§ **Task inputs**
[start]

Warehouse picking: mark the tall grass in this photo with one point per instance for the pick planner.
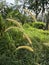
(20, 28)
(33, 17)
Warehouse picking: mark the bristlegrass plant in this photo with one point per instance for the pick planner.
(33, 17)
(20, 27)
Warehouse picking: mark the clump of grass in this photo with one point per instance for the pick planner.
(25, 47)
(20, 28)
(33, 17)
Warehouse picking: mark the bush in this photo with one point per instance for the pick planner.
(39, 25)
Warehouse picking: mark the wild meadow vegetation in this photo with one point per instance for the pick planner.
(23, 41)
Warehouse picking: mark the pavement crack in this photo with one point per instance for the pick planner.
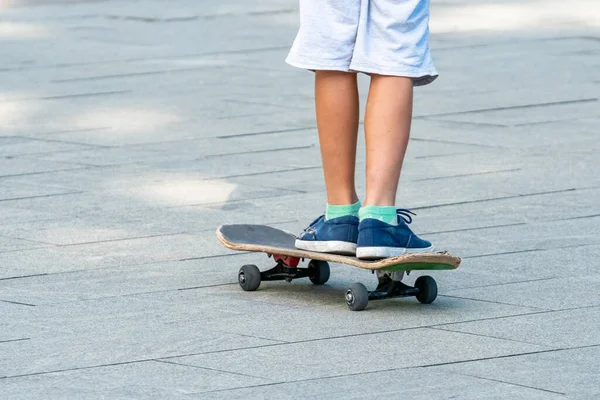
(266, 132)
(209, 369)
(255, 152)
(466, 175)
(532, 250)
(515, 196)
(519, 107)
(488, 336)
(21, 277)
(493, 302)
(41, 196)
(507, 283)
(454, 142)
(14, 340)
(17, 303)
(79, 95)
(508, 383)
(476, 228)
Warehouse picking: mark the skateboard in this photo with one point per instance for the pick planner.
(280, 246)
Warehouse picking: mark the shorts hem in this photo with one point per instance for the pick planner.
(317, 66)
(420, 77)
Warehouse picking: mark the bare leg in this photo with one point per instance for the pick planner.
(387, 129)
(336, 99)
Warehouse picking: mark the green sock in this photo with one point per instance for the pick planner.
(342, 211)
(385, 214)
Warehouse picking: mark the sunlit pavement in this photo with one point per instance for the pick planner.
(129, 130)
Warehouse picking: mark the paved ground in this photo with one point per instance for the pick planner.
(129, 130)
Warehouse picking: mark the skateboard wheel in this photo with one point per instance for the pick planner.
(319, 272)
(249, 277)
(357, 297)
(427, 289)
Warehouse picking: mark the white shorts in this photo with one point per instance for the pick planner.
(385, 37)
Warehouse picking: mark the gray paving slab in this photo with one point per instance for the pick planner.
(127, 381)
(129, 131)
(550, 294)
(325, 311)
(346, 355)
(561, 329)
(573, 372)
(401, 383)
(127, 280)
(77, 334)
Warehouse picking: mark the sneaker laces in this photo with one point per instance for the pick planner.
(405, 214)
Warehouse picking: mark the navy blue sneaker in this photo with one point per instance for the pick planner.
(377, 240)
(336, 235)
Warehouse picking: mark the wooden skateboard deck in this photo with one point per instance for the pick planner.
(266, 239)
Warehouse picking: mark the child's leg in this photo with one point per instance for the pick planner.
(392, 47)
(325, 44)
(387, 129)
(383, 231)
(336, 99)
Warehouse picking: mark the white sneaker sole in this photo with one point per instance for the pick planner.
(376, 253)
(331, 246)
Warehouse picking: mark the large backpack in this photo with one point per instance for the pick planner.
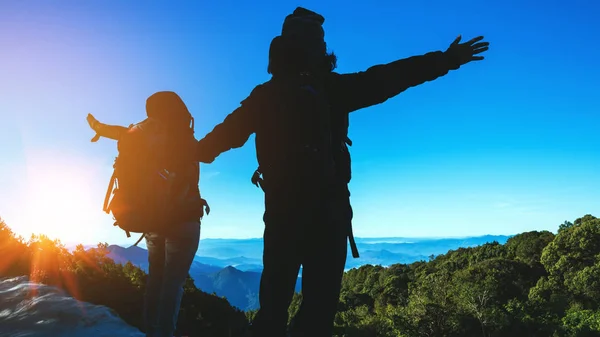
(144, 192)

[end]

§ **Given task**
Each entry should be repeated exactly as it appears; the pictures stay out.

§ **In response**
Warehouse picking: mark the tall grass in this photo with one point per instance for the pick planner.
(20, 28)
(33, 17)
Warehouse picking: mark the bristlegrass plant in this photo with one point per instance for the pick planner.
(33, 17)
(20, 27)
Warehouse picking: mark the clump of grass in this photo with one point per instance for the pick planner.
(25, 47)
(20, 28)
(33, 17)
Warehouse picking: mark the bush in this photo with one point per instance for the pick planner.
(39, 25)
Warehouse picking: mark the wild meadow vegetation in this photo with one point per instance for the pick planner.
(23, 41)
Warehouse picking: mark the pavement crack in this photo with one point per instance for the pick planner.
(266, 132)
(209, 369)
(255, 152)
(466, 175)
(532, 250)
(515, 196)
(519, 107)
(488, 336)
(21, 277)
(493, 302)
(41, 196)
(507, 283)
(454, 142)
(14, 340)
(17, 303)
(79, 95)
(508, 383)
(476, 228)
Warehouse picking: mark the skateboard in this photo with one point per instance for the pick planner.
(280, 246)
Warehouse picking: mark the shorts hem in this photo with one point per instance for the pick planner.
(317, 66)
(420, 77)
Warehouse picking: mark the bare leg in this photo with one point per instance for the pick planner.
(387, 129)
(336, 99)
Warehouse picking: mark the green sock in this photo with one point per instance for the pick planner.
(342, 211)
(385, 214)
Warehouse picking: mark the sunlit pavement in this photo with one point per instance for the pick planner.
(129, 130)
Warehouse picking: mark the paved ground in this photo with one point per instance for the pick planner.
(129, 130)
Warehouse picking: mark the skateboard wheel in this photo with one point per instance for the pick planner.
(319, 272)
(249, 277)
(357, 297)
(427, 289)
Warehouse picking: mark the white shorts in this photo with one point per instance for the pick planner.
(385, 37)
Warehouse picking: mark the gray paving slab in this photo with one point per instance for the pick planner.
(127, 381)
(129, 131)
(550, 294)
(325, 311)
(346, 355)
(561, 329)
(573, 372)
(401, 383)
(127, 280)
(77, 334)
Warehouse picking: mark the sneaker laces in this photo with one point per instance for the pick planner.
(405, 214)
Warehouse picking: mark the navy blue sneaker in this photo with one point per instance for the pick planner.
(377, 240)
(336, 235)
Warehouse picking: mark the wooden skateboard deck in this photo with one point per instance for the pick planner.
(266, 239)
Warehouse picking: mark the child's leg in this photo with one point per instance for the pick planner.
(392, 47)
(325, 44)
(387, 129)
(383, 231)
(336, 99)
Warehouse picking: mark the white sneaker sole in this photo with one point per instance for the pick planner.
(376, 253)
(331, 246)
Warehouse picking: mark the large backpack in this photo with one point per instance for the pick planner.
(144, 192)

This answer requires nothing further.